▶ Requirements:
Rewrite the material below so that every "pixel coordinates" becomes "point coordinates", leaving everything else unchanged.

**** Entries provided ****

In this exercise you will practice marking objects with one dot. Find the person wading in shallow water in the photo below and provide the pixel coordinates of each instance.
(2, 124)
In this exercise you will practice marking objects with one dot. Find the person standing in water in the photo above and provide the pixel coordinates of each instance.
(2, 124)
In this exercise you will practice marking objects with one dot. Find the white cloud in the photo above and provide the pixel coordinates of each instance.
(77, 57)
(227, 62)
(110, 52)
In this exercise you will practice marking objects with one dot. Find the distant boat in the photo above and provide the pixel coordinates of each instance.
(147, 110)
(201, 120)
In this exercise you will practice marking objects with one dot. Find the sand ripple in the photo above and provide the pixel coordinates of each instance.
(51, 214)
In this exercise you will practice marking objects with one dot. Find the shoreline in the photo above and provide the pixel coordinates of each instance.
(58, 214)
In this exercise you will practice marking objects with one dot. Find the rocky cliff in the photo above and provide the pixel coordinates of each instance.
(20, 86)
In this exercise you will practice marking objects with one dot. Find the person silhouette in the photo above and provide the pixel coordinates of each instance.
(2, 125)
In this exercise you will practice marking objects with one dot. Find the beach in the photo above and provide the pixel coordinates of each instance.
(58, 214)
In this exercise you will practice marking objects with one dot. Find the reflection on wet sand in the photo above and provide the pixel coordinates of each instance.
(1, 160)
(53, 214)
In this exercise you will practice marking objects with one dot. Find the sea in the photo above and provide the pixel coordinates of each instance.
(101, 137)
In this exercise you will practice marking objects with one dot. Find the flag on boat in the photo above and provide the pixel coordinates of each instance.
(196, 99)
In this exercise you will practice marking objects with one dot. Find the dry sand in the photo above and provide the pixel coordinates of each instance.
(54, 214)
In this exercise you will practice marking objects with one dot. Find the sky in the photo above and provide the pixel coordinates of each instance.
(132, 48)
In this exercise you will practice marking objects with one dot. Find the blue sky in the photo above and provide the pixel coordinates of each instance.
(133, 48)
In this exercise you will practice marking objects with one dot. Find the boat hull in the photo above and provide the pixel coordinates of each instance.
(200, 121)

****

▶ Problem solution:
In this exercise you will practice marking objects with one dot. Find the person wading in shallow water in the photo below and provide the point coordinates of each instance.
(2, 124)
In this exercise you will practice marking objects with one dot. Find the person standing in water in the photo above and provide the point coordinates of each instance.
(2, 124)
In this exercise you will practice marking objects with one dot. Find the white cloud in the photo above and provide the point coordinates of each instance.
(77, 57)
(227, 62)
(110, 52)
In this exercise you will practice marking objects with one dot. Find the distant boat in the photo above and provide the point coordinates of each instance.
(147, 110)
(201, 120)
In this exercise you will practice marking objects with one dot. Find the sand ripple in the photo above and provide the point coordinates of each instance.
(51, 214)
In this exercise you will practice marking objects with one dot. Find the shoreline in the photo above and provide the point coordinates of each instance.
(58, 214)
In this exercise you will practice marking objects with one dot. Find the rocky cliff in the photo above and provide the point coordinates of each instance.
(20, 86)
In this exercise you will practice marking objects with one dot. Find the person silhouette in the photo above and provide the point coordinates of each instance.
(2, 125)
In this exercise you will practice marking objects with one dot. Find the beach in the photo above and provide the point coordinates of each instance.
(58, 214)
In this exercise you will practice marking objects with one dot. Find the reflection on wet sand in the photo above and provide the point coordinates of each instance.
(1, 160)
(53, 214)
In this exercise you will practice marking objects with one dot. Find the sea in the photo above and provide the point coordinates of each instance.
(101, 137)
In this exercise you will practice marking objects with one dot. Find the flag on boat in the photo above and provide the point coordinates of each instance.
(196, 99)
In this exercise you will practice marking objects with one dot. Find the dry sand in the photo above and provide the point coordinates of each instance.
(54, 214)
In this exercise you will practice marking objects with one dot. Find the sky in the photo above and provide the point coordinates of each instance.
(132, 48)
In this exercise you will practice marking objects with one dot. Find the blue sky in the photo above and provide the point coordinates of each instance.
(133, 48)
In this exercise you will practice marking objects with one dot. Find the boat hull in the photo above and provide the point coordinates of each instance.
(200, 121)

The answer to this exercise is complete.